_WHAT THE TASK ASKS:_ Output the items below as a numbered list, omitting blank lines and excluding the pictures.
++++++++++
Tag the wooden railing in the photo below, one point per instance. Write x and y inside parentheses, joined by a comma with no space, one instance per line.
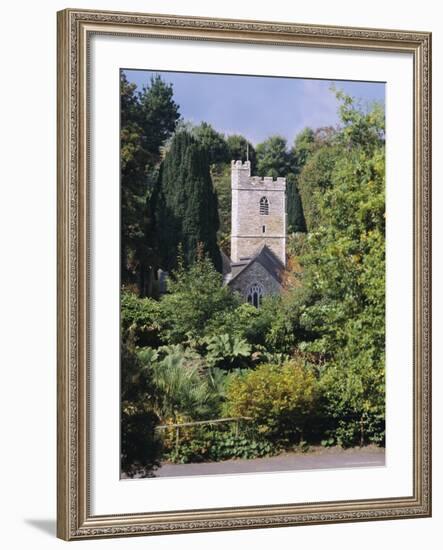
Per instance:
(176,427)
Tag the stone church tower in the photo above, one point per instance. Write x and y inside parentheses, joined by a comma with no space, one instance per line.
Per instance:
(258,234)
(258,213)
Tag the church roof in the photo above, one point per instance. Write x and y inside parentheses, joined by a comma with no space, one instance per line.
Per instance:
++++++++++
_SOLUTION TO THIS EXERCISE:_
1. Tag the wooden railing in the photo below, one point per instance. Write x and y inside parentheses, joined by a comma with no space, one instance per line.
2. Per instance:
3. (176,427)
4. Tag the stone church tower in the photo above, one point per instance. Write x and y inside parentheses, joined by a comma with no space, one instance per line.
5. Per instance:
6. (258,234)
7. (258,213)
8. Tag the church roof in the photo above, one point per instance. Write x and y inside parentheses, joined by a comma with no space, one instance per line.
9. Per instance:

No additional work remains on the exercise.